◆ YOUR GOAL:
Print the data that follows exactly, leaving nothing out.

[Source records]

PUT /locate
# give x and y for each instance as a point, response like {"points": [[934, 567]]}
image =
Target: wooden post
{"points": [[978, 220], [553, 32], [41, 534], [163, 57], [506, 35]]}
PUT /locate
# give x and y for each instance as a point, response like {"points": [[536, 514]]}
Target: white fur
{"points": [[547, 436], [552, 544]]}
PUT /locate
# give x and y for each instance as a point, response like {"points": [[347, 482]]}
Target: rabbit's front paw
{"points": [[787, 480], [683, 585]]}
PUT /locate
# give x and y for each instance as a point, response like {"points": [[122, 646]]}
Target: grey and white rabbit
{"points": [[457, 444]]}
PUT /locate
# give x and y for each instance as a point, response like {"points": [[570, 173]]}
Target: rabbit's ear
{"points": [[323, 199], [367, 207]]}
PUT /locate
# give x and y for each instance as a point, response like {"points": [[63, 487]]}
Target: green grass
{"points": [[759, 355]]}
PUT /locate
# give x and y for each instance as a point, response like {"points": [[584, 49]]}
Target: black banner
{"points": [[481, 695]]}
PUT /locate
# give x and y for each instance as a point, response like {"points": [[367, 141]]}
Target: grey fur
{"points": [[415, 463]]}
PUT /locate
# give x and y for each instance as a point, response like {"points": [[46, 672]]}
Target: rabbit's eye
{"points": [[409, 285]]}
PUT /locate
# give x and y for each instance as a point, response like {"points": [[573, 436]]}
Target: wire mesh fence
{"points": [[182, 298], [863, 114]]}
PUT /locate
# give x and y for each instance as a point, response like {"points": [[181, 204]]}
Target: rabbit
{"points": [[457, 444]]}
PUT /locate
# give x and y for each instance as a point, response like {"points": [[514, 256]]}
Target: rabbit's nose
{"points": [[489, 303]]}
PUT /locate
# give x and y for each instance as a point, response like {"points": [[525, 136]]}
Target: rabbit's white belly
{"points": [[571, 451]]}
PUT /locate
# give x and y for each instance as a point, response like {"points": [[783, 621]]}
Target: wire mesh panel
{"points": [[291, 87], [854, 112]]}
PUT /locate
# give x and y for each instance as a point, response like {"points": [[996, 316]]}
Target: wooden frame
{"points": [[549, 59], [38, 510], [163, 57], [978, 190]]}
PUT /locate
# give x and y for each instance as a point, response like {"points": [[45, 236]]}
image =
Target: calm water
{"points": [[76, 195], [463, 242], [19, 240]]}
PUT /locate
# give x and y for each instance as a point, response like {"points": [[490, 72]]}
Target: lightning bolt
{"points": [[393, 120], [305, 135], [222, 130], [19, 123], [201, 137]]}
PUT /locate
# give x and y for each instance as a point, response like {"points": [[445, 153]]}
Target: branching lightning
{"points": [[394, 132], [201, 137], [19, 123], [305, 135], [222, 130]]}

◆ TASK RESULT:
PUT /locate
# give x and y for each instance as a point, response like {"points": [[934, 567]]}
image =
Target: wooden post
{"points": [[978, 220], [553, 32], [41, 534], [163, 57], [506, 35]]}
PUT /locate
# give x and y for each instance as a point, response like {"points": [[536, 514]]}
Target: white fur
{"points": [[547, 436], [552, 544]]}
PUT /locate
# give x and y for each instance as a point, response like {"points": [[347, 482]]}
Target: rabbit's front paw
{"points": [[787, 480], [683, 585]]}
PUT /locate
# give x and y for each instance as a point, response like {"points": [[122, 646]]}
Target: grey and white rabbit
{"points": [[457, 444]]}
PUT /locate
# give x and y for each instance as a point, response like {"points": [[570, 173]]}
Target: rabbit's ear
{"points": [[323, 199], [367, 207]]}
PUT /locate
# give x and y for each instance as a point, response like {"points": [[63, 487]]}
Target: green grass
{"points": [[759, 355]]}
PUT /locate
# give x and y for each instance as a point, response like {"points": [[584, 49]]}
Target: black banner
{"points": [[481, 695]]}
PUT /locate
# give x and y for each instance as a point, response like {"points": [[367, 141]]}
Target: grey fur
{"points": [[415, 463]]}
PUT /locate
# give x and y for each instance as a point, response like {"points": [[46, 672]]}
Target: rabbit's eye
{"points": [[409, 285]]}
PUT /locate
# give x and y for each instance as a point, response like {"points": [[573, 436]]}
Target: wire mesh fence
{"points": [[182, 298], [863, 114]]}
PUT /locate
# give x and y for each instance as a point, response like {"points": [[181, 204]]}
Target: rabbit
{"points": [[457, 444]]}
PUT /locate
# give x and y for each instance as a point, response like {"points": [[514, 256]]}
Target: rabbit's nose
{"points": [[489, 303]]}
PUT /locate
# give x and y for each instance as a point, response like {"points": [[525, 136]]}
Target: rabbit's white belly
{"points": [[571, 451]]}
PUT /locate
# give x and y for each instance as a point, response like {"points": [[783, 621]]}
Target: wire mesh panel
{"points": [[291, 87], [854, 112]]}
PUT /locate
# give x and y for each instance as a point, response like {"points": [[996, 316]]}
Target: wooden frame
{"points": [[549, 59], [38, 510], [163, 57], [978, 190]]}
PUT /locate
# give x and y for each instance as a point, response like {"points": [[45, 236]]}
image =
Target: calm water
{"points": [[76, 195], [463, 242], [19, 240]]}
PUT /locate
# give x and y for each instance as a point, response like {"points": [[490, 72]]}
Target: lightning bolt
{"points": [[393, 120], [305, 135], [222, 130], [19, 123], [201, 137]]}
PUT /locate
# give x and y for each instance as a point, response like {"points": [[445, 153]]}
Target: branching lightning
{"points": [[394, 132], [201, 137], [19, 123], [305, 135], [222, 130]]}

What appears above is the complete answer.